■ Required work ■
For this exercise, return all the data word for word, with images left out.

======== Data in this exercise ========

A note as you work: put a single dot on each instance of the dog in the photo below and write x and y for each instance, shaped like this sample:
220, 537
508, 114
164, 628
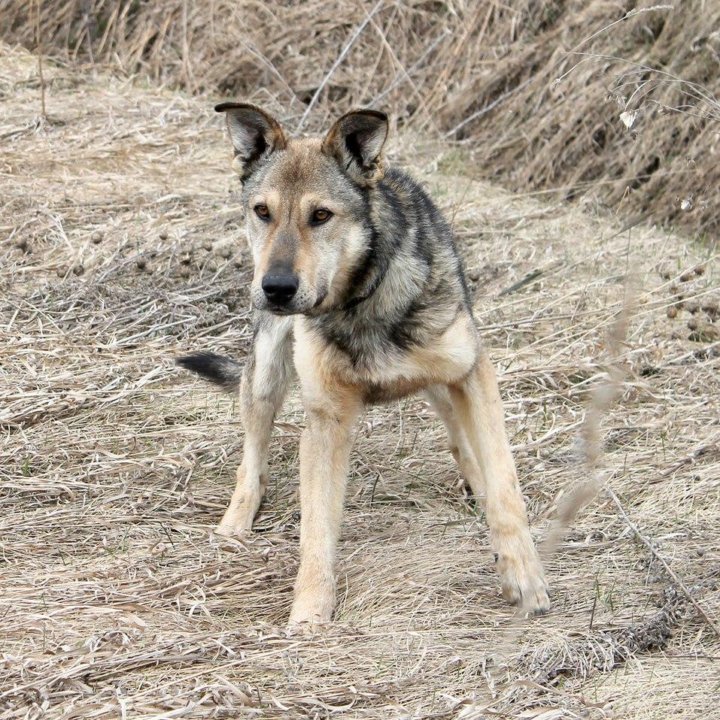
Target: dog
359, 289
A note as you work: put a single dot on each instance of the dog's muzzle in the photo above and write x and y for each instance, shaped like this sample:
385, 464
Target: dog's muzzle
280, 288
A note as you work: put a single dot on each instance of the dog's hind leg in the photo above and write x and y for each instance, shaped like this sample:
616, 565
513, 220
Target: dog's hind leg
263, 388
476, 401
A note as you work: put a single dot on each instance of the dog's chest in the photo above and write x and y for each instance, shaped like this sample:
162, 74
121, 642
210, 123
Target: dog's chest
378, 369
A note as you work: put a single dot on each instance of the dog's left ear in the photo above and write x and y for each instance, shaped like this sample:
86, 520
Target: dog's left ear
356, 141
255, 135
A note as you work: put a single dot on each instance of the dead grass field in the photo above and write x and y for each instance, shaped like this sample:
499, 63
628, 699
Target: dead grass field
122, 247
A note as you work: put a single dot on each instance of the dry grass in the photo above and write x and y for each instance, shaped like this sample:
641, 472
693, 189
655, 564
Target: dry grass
612, 100
121, 247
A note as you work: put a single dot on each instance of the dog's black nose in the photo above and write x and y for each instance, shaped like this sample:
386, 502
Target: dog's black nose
280, 288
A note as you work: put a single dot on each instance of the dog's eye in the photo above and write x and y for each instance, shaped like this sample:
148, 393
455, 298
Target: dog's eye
262, 212
320, 216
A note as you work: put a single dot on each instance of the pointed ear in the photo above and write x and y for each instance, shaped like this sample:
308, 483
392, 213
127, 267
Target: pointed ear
254, 135
356, 141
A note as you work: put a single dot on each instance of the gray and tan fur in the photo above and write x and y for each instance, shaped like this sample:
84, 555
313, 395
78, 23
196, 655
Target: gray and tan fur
358, 287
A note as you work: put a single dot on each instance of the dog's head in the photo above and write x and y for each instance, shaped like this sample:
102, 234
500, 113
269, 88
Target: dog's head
306, 204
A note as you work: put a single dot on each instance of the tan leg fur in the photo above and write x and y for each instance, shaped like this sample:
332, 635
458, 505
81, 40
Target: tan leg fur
264, 385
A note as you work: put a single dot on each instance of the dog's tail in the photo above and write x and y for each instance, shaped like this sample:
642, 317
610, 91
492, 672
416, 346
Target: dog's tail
222, 371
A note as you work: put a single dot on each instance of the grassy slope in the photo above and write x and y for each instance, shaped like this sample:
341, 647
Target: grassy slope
121, 248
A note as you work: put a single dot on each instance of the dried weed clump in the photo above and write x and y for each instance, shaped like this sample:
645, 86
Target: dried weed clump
616, 101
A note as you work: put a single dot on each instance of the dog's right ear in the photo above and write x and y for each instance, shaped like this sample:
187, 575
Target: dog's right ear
255, 136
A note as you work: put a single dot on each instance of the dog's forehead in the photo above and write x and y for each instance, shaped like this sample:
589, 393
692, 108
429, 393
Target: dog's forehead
302, 164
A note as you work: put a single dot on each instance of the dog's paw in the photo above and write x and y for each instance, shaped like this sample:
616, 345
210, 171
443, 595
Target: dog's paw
523, 584
310, 610
237, 522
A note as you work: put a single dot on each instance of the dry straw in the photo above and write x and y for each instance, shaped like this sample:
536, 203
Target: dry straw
121, 246
611, 100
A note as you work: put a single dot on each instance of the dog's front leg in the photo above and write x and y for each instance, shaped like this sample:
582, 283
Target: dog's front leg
264, 384
324, 451
477, 402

========

■ Response for this exercise ■
A note as you work: put a single dot on each instance of the dog in the photo below and write x and y for each instance, shaped like this sample:
220, 537
508, 114
164, 628
Target: dog
359, 289
A note as you work: put a single dot on each instance of the dog's muzzle in the photo above and write x and y for each instance, shaped like this sample:
385, 464
Target: dog's muzzle
280, 288
A note as you work: put a single dot on each instance of the dog's hind leg in the photo above and write x and y for each instance, shaped like this sample:
616, 565
513, 220
Target: dog's hind leg
263, 388
476, 401
A note as you work: put a single dot on each instance of the dog's chest in the photo above and write x and y for each instance, shaped like this sample:
162, 74
121, 642
210, 123
Target: dog's chest
378, 369
A note as you work: put a single dot on each instance of the dog's left ear in the photo above and write x and y for each instance, shaped like this sample:
86, 520
Target: dog's left ear
356, 141
255, 135
A note as you work: put a single dot on each instance of the dead grass field in the photo above and write x and y for each instance, shaped like this sample:
499, 63
628, 699
Target: dead grass field
122, 247
A note as you work: put a single dot on each instance of the dry grass in the photo above and write x and y for each instance, shaped like this sample:
641, 472
693, 189
655, 564
Target: dry grass
612, 100
121, 247
A note as you work: put a single dot on each instance of the dog's black nose in the photo above and write x and y for each instance, shaped like this sample:
386, 502
Target: dog's black nose
280, 288
A note as you work: put a single dot on each instance of the dog's eye in the photo above and write x and y for each instance, shaped like this sample:
148, 393
455, 298
Target: dog's eye
262, 212
320, 216
A note as you work: put a single dot on each instance of the pointed ear in the photo above and write x and y for each instance, shaped like this sample:
308, 483
392, 213
127, 267
Target: pointed ear
254, 135
356, 141
A note as you work: put a single dot on each instance of the gray and tan fur in the photo above and write x and y for each instance, shaped like this sample:
84, 555
313, 395
78, 23
196, 655
Target: gray and tan fur
358, 287
A note as you work: put a single dot on each instance of the dog's head in the photo above and write x and y for each instance, shaped like this sample:
102, 234
500, 113
269, 88
Target: dog's head
306, 204
A note as you work: put a single dot on each instance of the tan leg fur in the photo above and write x and y for each instance, shaped like this sample:
332, 635
458, 505
81, 40
Target: tan leg fur
264, 385
A note as you work: put a single dot on each instance of the dog's tail in the photo above and write x and y for each instance, shaped like this sample:
642, 317
610, 91
492, 672
416, 346
Target: dog's tail
222, 371
A note as you work: put a single dot on each instance of the grassy slope in the photo above and write x and y for each instance, shaped like this sample:
341, 647
Target: grassy slope
121, 248
A note as you work: put a single dot on each instance of the dried weed clump in the photo above and write x and y for each instance, shaped like this sample:
645, 86
Target: dried weed clump
616, 101
A note as you work: put a single dot on each instance of the dog's right ear in the photo above and write x and y for each instance, shaped like this sample:
187, 575
Target: dog's right ear
255, 136
A note as you work: put a single dot on each instance of the dog's forehead in the photo above and write x and y for each instance, shaped like this sample:
589, 393
692, 108
429, 393
Target: dog's forehead
302, 164
A note as you work: put a single dot on each instance of the dog's paw in the photo above and write x and y for each instance, shaped like this sample:
616, 345
210, 171
443, 595
Target: dog's paw
523, 584
310, 610
237, 522
A note as you work: put a single dot on each instance of the dry straw in the photo above and write x and y for each instance, shaped like this sample:
536, 203
Target: dry straw
121, 246
611, 100
A note as you work: put a single dot on each instance of the dog's front leg in the photo above and write x and y for each instance, shaped like this sample:
582, 283
Target: dog's front leg
264, 384
324, 451
477, 402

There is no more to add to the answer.